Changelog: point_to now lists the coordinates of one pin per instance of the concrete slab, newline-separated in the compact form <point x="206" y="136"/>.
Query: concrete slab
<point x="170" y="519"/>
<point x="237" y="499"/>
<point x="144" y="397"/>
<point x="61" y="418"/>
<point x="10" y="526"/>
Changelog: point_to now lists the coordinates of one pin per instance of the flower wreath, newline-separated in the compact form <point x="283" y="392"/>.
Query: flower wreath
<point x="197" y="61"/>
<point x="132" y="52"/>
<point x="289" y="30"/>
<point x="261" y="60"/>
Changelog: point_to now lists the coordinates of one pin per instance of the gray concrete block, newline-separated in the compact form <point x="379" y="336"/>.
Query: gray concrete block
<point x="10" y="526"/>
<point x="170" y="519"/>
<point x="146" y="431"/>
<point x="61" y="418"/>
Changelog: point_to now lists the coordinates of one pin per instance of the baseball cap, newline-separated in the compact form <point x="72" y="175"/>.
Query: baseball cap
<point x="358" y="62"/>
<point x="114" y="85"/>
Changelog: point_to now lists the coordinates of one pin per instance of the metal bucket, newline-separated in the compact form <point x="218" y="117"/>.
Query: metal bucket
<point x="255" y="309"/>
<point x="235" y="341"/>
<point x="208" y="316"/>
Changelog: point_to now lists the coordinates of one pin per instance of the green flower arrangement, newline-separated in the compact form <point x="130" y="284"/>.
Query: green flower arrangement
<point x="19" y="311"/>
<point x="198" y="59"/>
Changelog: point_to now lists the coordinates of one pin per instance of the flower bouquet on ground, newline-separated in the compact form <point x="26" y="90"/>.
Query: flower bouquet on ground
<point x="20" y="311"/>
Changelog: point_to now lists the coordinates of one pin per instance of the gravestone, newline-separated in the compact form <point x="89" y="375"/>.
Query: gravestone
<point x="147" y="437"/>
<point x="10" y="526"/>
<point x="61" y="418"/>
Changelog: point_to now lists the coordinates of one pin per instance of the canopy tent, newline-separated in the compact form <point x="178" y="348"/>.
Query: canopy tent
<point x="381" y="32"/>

(The task) Reproduce the material precisely, including every line.

(Correct output)
Changelog: point_to now lists the coordinates of one pin per instance of the concrete slab, newline-separated in the compact form <point x="206" y="136"/>.
Query: concrete slab
<point x="170" y="519"/>
<point x="237" y="499"/>
<point x="144" y="397"/>
<point x="61" y="418"/>
<point x="10" y="526"/>
Changelog: point_to now lists the coordinates of one pin per instance of the flower wreath, newline-separated in the compact form <point x="283" y="392"/>.
Query: flower wreath
<point x="197" y="61"/>
<point x="132" y="52"/>
<point x="289" y="30"/>
<point x="261" y="60"/>
Changelog: point_to now lists the coordinates of one pin per instance of the gray concrete block, newline-separated in the compact form <point x="379" y="336"/>.
Query: gray concrete block
<point x="10" y="526"/>
<point x="170" y="519"/>
<point x="146" y="431"/>
<point x="61" y="418"/>
Changelog: point_to now lists the coordinates of one pin per instance of the baseball cap, newline-separated in the compact form <point x="72" y="175"/>.
Query: baseball cap
<point x="358" y="62"/>
<point x="114" y="85"/>
Changelog: point_to now lists the coordinates of one pin per instance of the metal bucket, newline-separated in the compact form <point x="218" y="117"/>.
Query: metal bucket
<point x="255" y="309"/>
<point x="235" y="341"/>
<point x="208" y="316"/>
Changelog: point_to now lists the coordinates of one pin per instance of the green flower arrangement, newline-separated in the compact form <point x="130" y="284"/>.
Query: green flower arrangement
<point x="19" y="311"/>
<point x="198" y="59"/>
Changelog: point_to now lists the coordinates of one pin per instance of the flower bouquet on ground, newline-separated in the compact form <point x="26" y="90"/>.
Query: flower bouquet on ground
<point x="20" y="311"/>
Changelog: point_to now lists the coordinates of one pin per instance of the gravestone, newline-separated in the compact form <point x="89" y="375"/>.
Query: gravestone
<point x="147" y="437"/>
<point x="10" y="526"/>
<point x="61" y="418"/>
Changelog: point_to now lists the coordinates of one pin per instance of the canopy tent, newline-separated in the compact form <point x="178" y="348"/>.
Query: canopy tent
<point x="381" y="32"/>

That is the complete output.